Non-linear Conductance, Rectification, and Mechanosensitive Channel Formation of Lipid Membranes

Front Cell Dev Biol. 2021 Jan 26:8:592520. doi: 10.3389/fcell.2020.592520. eCollection 2020.


There is mounting evidence that lipid bilayers display conductive properties. However, when interpreting the electrical response of biological membranes to voltage changes, they are commonly considered as inert insulators. Lipid bilayers under voltage-clamp conditions display current traces with discrete conduction-steps, which are indistinguishable from those attributed to the presence of protein channels. In current-voltage (I-V) plots they may also display outward rectification, i.e., voltage-gating. Surprisingly, this has even been observed in chemically symmetric lipid bilayers. Here, we investigate this phenomenon using a theoretical framework that models the electrostrictive effect of voltage on lipid membranes in the presence of a spontaneous polarization, which can be recognized by a voltage offset in electrical measurements. It can arise from an asymmetry of the membrane, for example from a non-zero spontaneous curvature of the membrane. This curvature can be caused by voltage via the flexoelectric effect, or by hydrostatic pressure differences across the membrane. Here, we describe I-V relations for lipid membranes formed at the tip of patch pipettes situated close to an aqueous surface. We measured at different depths relative to air/water surface, resulting in different pressure gradients across the membrane. Both linear and non-linear I-V profiles were observed. Non-linear conduction consistently takes the form of outward rectified currents. We explain the conductance properties by two mechanisms: One leak current with constant conductance without pores, and a second process that is due to voltage-gated pore opening correlating with the appearance of channel-like conduction steps. In some instances, these non-linear I-V relations display a voltage regime in which dI/dV is negative. This has also been previously observed in the presence of sodium channels. Experiments at different depths reveal channel formation that depends on pressure gradients. Therefore, we find that the channels in the lipid membrane are both voltage-gated and mechanosensitive. We also report measurements on black lipid membranes that also display rectification. In contrast to the patch experiments they are always symmetric and do not display a voltage offset.

Keywords: flexoelectricity; ion channels; lipid membrane; mechanosensitivity; permeability; rectification; thermodynamics; voltage-gating.

DATA BLOCK:
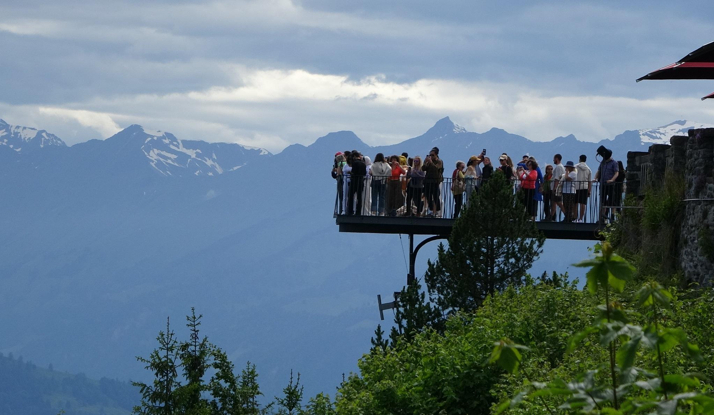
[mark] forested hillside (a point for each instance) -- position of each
(30, 390)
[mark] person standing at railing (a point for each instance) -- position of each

ACTION ITEM: Reproduce the passage of the lipid membrane abstract from "Non-linear Conductance, Rectification, and" to "10.3389/fcell.2020.592520. eCollection 2020.".

RESPONSE TO THE TASK:
Non-linear Conductance, Rectification, and Mechanosensitive Channel Formation of Lipid Membranes

Front Cell Dev Biol. 2021 Jan 26:8:592520. doi: 10.3389/fcell.2020.592520. eCollection 2020.